# STATED GOAL:
Make an exact copy of each entry, leaving out every picture.

Records from a data source
______________________________

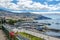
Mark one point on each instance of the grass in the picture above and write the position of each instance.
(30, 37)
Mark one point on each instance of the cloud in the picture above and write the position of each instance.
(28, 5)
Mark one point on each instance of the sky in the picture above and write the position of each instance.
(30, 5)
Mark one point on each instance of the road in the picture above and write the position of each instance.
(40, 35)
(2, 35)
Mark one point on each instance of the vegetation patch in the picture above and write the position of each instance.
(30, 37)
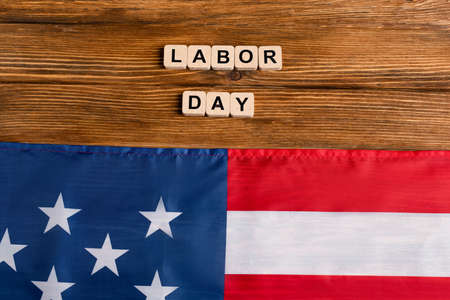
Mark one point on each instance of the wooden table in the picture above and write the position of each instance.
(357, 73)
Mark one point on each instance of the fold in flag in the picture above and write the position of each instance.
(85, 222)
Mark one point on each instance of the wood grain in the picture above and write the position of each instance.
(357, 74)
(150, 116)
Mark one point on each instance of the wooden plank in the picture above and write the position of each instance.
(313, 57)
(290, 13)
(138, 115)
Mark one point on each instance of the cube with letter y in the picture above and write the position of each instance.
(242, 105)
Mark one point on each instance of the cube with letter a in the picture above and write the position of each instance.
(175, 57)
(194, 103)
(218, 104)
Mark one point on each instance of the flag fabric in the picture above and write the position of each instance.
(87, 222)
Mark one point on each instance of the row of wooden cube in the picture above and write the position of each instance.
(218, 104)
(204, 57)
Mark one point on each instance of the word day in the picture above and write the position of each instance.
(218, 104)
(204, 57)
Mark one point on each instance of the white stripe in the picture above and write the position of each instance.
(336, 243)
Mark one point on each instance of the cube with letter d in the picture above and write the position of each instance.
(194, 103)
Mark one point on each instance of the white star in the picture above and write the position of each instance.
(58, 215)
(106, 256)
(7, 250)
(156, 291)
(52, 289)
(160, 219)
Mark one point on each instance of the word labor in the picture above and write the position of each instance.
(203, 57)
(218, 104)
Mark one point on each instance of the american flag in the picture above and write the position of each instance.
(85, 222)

______________________________

# RESPONSE FOR THIS EXERCISE:
Mark one point on each instance of the grass in the picture above and write the position of each instance.
(30, 37)
Mark one point on each instance of the cloud in the picture above and write the position of each instance.
(28, 5)
Mark one point on each instance of the sky in the picture above and write the position of each instance.
(30, 5)
Mark one point on each instance of the road in the picture above and write the position of each instance.
(40, 35)
(2, 35)
Mark one point on each instance of the vegetation patch in the picture above and write the position of each instance.
(30, 37)
Mark one point on each instance of the wooden table in the picture above and write the position of each instance.
(357, 73)
Mark one point on each instance of the fold in flag in the picture above and write the position of each instance.
(85, 222)
Mark one point on each instance of the wood grain in the picture above and write the position of each instance.
(357, 74)
(150, 116)
Mark one point on each instance of the wooden plank in the picture above and write the position of each instance.
(313, 57)
(290, 13)
(138, 115)
Mark one point on each instance of the cube with letter y in the picture above and write the position of each instance.
(242, 105)
Mark one point on each instance of the cube with letter a in the picture above and write the position of each instance.
(175, 57)
(194, 103)
(218, 104)
Mark one point on each instance of the flag fabric in the picture above and write the position of each instance.
(87, 222)
Mark one point on each instance of the row of wooden cube in the picture above and write the position of each instance.
(218, 104)
(204, 57)
Mark one point on each instance of the word day in the picture above and write the position of each instance.
(218, 104)
(204, 57)
Mark one point on each instance of the white stripe in the picture above and write the position of each instance.
(336, 243)
Mark one point on each instance of the cube with letter d in the picture above and write the position of each instance.
(194, 103)
Mark one point on each instance of the white star in the picture above and write the position of each instance.
(58, 215)
(106, 256)
(7, 250)
(156, 291)
(52, 289)
(160, 219)
Mark one point on each instance of the word labor in the picture above and write the position of each instance.
(203, 57)
(218, 104)
Mark one point on each instance of the american flag in the picture above and write the position of each instance.
(85, 222)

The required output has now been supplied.